▸ The problem
Report only how many lines of the listing below contain the string "window". Case counts.

<<<<

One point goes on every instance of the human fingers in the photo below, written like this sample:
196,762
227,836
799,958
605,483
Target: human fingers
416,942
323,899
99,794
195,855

>>>>
<<<<

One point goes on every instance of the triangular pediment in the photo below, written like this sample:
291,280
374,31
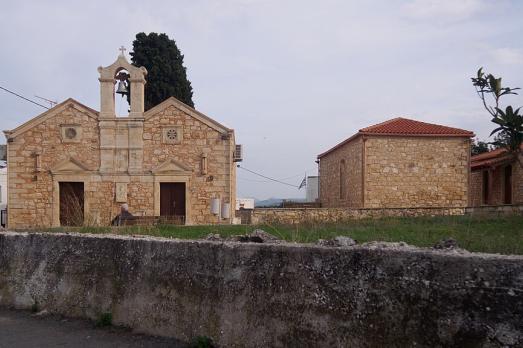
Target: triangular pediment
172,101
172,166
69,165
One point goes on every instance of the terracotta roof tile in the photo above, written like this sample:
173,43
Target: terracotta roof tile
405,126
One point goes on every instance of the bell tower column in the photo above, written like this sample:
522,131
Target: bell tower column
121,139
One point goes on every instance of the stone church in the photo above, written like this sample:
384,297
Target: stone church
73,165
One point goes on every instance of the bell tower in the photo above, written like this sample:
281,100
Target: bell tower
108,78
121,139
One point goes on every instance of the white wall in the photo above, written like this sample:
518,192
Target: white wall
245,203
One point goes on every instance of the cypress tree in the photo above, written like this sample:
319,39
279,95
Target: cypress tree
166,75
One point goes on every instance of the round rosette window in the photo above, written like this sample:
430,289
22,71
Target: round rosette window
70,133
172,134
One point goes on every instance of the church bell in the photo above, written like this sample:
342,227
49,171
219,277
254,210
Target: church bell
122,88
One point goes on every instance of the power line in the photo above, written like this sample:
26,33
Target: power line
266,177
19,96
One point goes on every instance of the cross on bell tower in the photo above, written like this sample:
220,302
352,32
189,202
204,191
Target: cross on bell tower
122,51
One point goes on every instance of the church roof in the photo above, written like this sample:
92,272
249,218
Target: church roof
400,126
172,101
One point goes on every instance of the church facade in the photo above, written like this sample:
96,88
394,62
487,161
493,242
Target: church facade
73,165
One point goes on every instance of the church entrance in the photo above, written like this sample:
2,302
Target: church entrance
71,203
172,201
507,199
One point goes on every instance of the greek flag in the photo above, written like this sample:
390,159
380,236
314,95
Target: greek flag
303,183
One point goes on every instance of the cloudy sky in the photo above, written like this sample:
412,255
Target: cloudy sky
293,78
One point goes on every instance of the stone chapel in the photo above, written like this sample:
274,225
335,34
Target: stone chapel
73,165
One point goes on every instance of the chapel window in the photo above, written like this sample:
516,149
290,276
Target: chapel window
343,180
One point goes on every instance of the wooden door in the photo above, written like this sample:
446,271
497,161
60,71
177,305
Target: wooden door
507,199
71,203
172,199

>>>>

▸ The result
4